__Aim of the task__. Go through the entries and copy every line that has the string "blue" in it.

Natural-language object grounding data:
┄┄┄┄┄┄┄┄┄┄

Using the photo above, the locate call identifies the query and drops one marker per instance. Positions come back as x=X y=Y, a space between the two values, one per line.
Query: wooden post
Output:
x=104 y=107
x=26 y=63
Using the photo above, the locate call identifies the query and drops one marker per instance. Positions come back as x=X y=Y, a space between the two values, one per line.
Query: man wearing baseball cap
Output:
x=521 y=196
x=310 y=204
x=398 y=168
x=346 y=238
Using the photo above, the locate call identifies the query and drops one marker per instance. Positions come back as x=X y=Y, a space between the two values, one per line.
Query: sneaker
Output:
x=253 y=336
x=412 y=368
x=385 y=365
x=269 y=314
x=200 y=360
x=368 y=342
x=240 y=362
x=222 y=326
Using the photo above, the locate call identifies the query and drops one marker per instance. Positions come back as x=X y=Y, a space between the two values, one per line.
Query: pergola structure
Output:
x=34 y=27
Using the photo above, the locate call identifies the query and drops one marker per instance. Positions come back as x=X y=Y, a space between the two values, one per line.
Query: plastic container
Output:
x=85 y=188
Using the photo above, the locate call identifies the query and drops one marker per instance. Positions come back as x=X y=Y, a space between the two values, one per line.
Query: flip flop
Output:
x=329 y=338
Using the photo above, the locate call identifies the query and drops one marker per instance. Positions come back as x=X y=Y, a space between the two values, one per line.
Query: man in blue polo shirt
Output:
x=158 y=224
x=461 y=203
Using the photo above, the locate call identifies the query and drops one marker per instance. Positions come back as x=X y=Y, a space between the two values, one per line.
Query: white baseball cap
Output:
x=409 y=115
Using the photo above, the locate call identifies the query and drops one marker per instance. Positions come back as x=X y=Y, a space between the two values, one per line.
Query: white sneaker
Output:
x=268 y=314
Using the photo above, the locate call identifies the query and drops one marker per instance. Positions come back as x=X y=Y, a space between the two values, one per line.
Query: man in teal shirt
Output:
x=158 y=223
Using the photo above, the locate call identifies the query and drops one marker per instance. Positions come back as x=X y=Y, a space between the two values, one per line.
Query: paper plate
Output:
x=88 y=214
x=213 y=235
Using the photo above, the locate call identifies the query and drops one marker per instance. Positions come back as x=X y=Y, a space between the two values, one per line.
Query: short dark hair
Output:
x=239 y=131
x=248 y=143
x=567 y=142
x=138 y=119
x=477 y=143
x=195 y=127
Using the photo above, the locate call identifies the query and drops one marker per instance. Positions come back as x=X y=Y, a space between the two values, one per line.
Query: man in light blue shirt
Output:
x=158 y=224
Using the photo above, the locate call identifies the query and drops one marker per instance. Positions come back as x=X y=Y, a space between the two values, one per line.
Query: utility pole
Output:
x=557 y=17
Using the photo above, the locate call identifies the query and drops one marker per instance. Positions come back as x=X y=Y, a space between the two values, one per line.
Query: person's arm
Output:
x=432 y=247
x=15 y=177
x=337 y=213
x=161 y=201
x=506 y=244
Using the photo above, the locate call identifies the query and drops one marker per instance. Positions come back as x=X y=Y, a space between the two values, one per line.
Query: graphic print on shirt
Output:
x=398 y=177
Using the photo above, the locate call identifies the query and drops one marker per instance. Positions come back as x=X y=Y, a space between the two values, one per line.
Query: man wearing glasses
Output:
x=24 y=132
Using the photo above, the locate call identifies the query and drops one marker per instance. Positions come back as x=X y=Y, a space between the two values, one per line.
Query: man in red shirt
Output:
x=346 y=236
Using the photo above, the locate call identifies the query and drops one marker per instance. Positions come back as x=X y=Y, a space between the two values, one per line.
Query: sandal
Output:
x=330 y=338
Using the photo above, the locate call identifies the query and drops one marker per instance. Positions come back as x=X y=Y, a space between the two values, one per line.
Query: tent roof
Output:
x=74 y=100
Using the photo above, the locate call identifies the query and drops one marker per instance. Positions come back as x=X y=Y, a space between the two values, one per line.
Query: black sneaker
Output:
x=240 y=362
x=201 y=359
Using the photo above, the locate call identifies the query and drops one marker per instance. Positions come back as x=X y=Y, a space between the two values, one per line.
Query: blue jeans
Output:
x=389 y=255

┄┄┄┄┄┄┄┄┄┄

__Expected answer__.
Query: man in blue polo shirt
Query: man in light blue shirt
Query: blue jeans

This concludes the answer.